→ **ASSIGNED TASK**
Return each line of the material below exactly. Begin at the first and end on the line with "find car headlight".

→ **SOURCE RECORDS**
[Start of Attachment]
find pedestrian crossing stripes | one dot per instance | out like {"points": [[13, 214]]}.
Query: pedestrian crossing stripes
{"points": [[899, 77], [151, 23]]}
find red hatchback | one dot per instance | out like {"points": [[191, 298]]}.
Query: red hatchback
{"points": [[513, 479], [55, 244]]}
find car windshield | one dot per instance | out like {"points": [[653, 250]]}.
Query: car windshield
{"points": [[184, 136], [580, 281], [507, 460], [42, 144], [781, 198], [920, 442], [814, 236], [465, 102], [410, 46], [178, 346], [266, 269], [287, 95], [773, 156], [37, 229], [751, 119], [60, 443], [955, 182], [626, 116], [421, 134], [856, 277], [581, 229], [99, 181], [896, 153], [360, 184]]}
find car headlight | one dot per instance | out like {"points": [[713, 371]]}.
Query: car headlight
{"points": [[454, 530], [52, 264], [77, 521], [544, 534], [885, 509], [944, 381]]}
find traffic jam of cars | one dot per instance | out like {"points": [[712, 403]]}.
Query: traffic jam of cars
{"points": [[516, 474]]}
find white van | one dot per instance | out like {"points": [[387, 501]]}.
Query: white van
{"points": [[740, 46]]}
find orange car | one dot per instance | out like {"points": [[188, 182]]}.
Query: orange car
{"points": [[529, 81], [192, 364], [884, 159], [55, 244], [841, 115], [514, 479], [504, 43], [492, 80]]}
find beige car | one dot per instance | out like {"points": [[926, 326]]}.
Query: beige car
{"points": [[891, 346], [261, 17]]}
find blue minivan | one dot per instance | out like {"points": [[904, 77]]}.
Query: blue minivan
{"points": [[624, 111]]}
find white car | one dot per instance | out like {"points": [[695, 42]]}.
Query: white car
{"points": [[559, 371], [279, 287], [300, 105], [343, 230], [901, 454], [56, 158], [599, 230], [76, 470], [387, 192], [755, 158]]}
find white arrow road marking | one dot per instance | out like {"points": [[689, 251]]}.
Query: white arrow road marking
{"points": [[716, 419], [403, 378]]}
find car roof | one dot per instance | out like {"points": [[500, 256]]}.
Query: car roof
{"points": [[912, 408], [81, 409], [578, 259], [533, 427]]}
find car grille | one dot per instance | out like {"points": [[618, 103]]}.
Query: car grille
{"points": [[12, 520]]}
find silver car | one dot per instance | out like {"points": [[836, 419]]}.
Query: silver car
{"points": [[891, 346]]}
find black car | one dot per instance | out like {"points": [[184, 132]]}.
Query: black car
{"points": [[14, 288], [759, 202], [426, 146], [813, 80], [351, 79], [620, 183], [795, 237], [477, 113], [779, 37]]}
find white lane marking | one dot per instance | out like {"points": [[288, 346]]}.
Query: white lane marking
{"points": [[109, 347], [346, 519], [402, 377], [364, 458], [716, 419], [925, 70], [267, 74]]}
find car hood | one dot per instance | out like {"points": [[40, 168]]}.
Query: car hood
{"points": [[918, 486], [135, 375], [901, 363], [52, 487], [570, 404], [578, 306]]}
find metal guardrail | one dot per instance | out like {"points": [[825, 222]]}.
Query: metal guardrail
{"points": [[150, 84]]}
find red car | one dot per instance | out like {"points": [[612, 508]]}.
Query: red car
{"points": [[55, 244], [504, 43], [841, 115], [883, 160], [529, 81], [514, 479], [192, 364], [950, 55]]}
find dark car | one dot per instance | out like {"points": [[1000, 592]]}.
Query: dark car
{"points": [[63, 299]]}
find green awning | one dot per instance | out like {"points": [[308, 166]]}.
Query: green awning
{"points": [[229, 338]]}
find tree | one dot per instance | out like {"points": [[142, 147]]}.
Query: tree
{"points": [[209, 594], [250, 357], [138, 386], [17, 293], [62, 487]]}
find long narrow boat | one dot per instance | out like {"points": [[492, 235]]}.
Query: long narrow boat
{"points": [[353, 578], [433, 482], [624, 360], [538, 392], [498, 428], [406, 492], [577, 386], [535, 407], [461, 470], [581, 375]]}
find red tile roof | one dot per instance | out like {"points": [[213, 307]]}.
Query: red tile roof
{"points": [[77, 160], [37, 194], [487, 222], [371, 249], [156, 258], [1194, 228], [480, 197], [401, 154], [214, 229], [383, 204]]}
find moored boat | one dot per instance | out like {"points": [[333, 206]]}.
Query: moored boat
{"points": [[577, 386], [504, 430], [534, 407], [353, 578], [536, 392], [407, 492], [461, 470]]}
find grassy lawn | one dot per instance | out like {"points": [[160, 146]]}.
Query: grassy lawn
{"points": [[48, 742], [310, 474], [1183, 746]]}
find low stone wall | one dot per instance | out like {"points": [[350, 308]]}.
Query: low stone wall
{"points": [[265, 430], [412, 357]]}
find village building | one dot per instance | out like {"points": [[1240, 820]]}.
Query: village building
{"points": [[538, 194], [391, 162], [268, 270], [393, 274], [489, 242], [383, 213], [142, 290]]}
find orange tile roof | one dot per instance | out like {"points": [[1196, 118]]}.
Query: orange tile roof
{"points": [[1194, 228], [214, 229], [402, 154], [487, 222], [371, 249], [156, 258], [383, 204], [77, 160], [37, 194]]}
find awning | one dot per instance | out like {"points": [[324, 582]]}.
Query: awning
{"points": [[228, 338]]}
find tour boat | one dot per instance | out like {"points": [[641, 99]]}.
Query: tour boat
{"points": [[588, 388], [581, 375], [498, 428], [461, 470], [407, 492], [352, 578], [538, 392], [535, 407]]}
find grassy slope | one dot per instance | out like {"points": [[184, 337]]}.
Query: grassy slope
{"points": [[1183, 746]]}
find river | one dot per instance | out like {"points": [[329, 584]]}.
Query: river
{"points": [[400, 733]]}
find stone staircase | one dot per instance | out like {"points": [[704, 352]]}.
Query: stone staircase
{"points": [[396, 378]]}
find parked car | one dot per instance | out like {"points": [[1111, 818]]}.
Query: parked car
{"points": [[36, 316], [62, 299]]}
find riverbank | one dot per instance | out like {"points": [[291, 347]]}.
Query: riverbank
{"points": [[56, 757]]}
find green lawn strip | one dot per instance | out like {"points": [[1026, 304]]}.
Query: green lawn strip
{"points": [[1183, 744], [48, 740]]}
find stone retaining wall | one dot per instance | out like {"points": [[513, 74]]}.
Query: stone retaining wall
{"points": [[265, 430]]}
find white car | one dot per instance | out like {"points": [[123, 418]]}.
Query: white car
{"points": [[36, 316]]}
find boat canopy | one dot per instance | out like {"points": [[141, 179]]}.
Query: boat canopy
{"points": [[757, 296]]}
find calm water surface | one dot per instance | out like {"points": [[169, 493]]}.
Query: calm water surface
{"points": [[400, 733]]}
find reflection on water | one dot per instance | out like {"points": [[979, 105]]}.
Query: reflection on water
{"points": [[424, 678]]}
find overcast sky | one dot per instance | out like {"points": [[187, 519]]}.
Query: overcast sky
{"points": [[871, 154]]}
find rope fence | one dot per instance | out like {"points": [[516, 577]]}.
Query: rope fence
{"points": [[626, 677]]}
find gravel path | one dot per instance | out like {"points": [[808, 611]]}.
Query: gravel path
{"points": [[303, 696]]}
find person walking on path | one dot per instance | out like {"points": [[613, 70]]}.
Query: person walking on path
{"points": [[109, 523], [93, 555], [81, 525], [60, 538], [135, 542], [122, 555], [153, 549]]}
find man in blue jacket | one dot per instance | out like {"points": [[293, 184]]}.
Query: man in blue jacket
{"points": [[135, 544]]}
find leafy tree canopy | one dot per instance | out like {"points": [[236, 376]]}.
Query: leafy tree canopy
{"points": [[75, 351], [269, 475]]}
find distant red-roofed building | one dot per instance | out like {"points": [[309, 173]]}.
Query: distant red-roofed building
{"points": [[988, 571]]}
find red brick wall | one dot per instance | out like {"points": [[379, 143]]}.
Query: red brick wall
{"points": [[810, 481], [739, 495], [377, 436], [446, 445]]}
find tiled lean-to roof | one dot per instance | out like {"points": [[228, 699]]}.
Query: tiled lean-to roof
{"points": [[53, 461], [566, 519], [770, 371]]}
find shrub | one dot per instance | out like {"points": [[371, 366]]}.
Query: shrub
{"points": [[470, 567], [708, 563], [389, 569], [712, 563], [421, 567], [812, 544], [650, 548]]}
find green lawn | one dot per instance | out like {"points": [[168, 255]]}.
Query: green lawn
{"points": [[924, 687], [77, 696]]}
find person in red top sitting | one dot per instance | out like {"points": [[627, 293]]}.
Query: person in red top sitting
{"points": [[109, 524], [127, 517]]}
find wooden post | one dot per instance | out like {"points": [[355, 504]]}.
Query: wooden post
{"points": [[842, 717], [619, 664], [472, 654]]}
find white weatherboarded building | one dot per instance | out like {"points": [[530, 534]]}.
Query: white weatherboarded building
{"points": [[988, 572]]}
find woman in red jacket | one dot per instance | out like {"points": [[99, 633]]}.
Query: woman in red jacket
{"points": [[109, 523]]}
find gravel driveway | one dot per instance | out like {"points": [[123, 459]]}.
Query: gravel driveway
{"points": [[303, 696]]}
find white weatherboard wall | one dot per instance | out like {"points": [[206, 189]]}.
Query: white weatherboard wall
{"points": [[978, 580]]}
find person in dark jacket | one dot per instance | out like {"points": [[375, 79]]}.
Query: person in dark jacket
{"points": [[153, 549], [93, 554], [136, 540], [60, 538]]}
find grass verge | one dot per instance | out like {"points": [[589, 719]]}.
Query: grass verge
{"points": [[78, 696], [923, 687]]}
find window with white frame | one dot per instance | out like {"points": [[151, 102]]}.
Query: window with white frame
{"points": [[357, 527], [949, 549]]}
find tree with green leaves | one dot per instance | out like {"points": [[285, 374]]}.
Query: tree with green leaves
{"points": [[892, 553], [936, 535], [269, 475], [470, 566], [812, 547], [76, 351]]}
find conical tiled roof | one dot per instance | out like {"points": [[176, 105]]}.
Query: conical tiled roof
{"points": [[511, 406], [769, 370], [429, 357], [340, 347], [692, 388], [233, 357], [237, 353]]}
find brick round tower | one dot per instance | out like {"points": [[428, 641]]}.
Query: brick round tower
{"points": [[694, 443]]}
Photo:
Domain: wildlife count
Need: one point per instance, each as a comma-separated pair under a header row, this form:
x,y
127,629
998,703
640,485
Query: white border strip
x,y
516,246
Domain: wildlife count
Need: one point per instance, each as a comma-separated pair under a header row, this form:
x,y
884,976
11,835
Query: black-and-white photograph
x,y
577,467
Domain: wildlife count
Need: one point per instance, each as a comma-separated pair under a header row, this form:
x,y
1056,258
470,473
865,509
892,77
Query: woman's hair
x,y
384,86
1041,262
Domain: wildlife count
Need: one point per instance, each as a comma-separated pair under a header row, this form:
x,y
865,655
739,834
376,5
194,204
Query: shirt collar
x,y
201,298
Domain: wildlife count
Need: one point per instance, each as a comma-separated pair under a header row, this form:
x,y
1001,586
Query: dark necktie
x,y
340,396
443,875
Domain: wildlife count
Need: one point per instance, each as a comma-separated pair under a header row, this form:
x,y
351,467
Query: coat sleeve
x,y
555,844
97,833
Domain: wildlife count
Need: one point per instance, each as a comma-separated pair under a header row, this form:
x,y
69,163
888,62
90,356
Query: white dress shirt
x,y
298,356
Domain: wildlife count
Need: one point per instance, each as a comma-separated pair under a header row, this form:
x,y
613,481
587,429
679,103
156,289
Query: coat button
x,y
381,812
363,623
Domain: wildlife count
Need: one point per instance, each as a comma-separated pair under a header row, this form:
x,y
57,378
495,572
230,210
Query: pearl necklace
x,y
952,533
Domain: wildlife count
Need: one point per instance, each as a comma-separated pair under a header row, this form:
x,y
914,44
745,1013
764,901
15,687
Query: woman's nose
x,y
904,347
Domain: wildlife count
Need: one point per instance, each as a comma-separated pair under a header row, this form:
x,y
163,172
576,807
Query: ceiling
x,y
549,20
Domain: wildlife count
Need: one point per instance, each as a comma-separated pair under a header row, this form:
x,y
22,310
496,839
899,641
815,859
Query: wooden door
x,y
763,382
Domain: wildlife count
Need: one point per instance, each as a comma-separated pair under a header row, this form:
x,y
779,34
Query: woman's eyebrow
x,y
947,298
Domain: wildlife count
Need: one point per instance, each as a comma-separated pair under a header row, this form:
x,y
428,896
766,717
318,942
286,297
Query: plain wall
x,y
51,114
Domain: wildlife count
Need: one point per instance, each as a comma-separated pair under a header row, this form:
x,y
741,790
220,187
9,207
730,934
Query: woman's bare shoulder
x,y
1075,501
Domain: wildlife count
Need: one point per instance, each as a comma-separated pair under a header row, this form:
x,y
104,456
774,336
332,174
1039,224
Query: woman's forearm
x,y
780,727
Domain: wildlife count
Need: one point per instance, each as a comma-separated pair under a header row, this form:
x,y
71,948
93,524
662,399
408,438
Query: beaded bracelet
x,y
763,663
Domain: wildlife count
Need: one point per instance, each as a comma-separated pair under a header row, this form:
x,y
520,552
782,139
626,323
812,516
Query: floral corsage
[End of Attachment]
→ **ANSWER SPACE**
find pedestrian crossing stripes | one dot per instance | out like {"points": [[13, 214]]}.
Query: pedestrian crossing stripes
{"points": [[899, 77], [151, 23]]}
find red hatchback | one dot per instance | out like {"points": [[191, 298]]}.
Query: red hatchback
{"points": [[513, 479], [55, 244]]}
find car windshield | one dot per instance | out like {"points": [[653, 250]]}.
Query: car windshield
{"points": [[184, 136], [580, 281], [507, 460], [42, 144], [781, 198], [920, 442], [814, 236], [465, 102], [410, 46], [178, 346], [266, 269], [287, 95], [773, 156], [37, 229], [751, 119], [60, 443], [955, 182], [626, 116], [421, 134], [856, 277], [581, 229], [99, 181], [896, 153], [360, 184]]}
find car headlight | one dot per instance | out like {"points": [[713, 371]]}.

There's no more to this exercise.